/---

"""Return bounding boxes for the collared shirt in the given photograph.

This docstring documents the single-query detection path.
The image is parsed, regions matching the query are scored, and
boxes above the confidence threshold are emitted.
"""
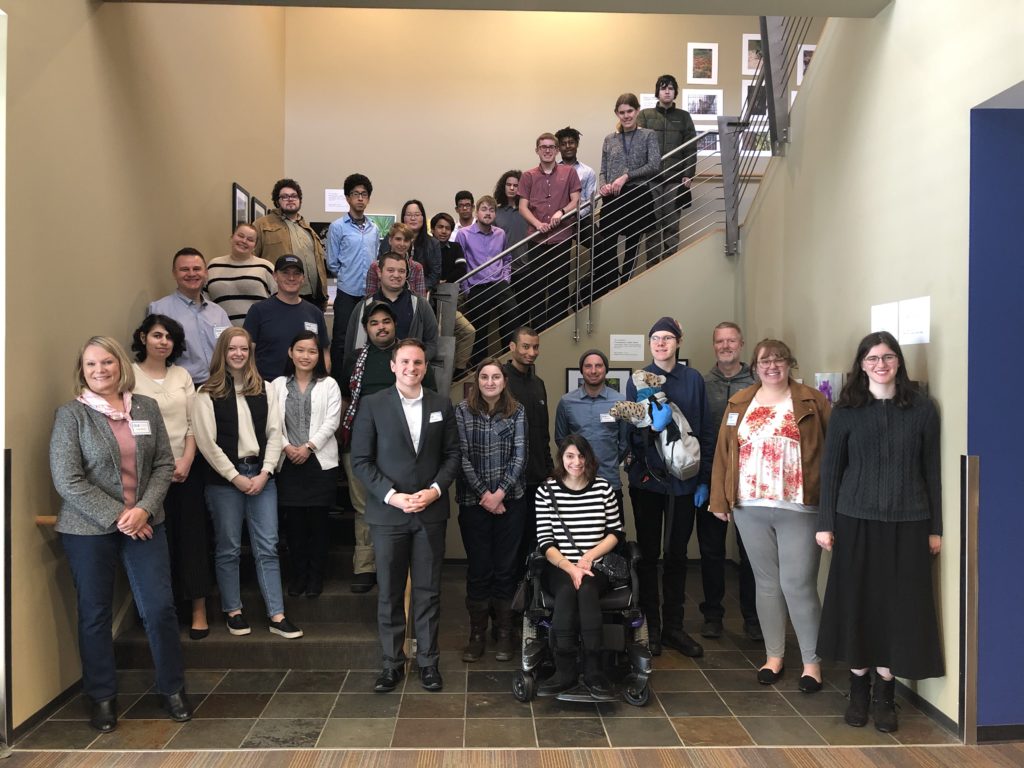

\---

— What the exercise asks —
The word to look for is "boxes"; copy out every line of the entries that holds it.

— Reply to the task —
"""Return bounding boxes for the collared shirt in the given photograph.
boxes above the confidence threshold are emitted.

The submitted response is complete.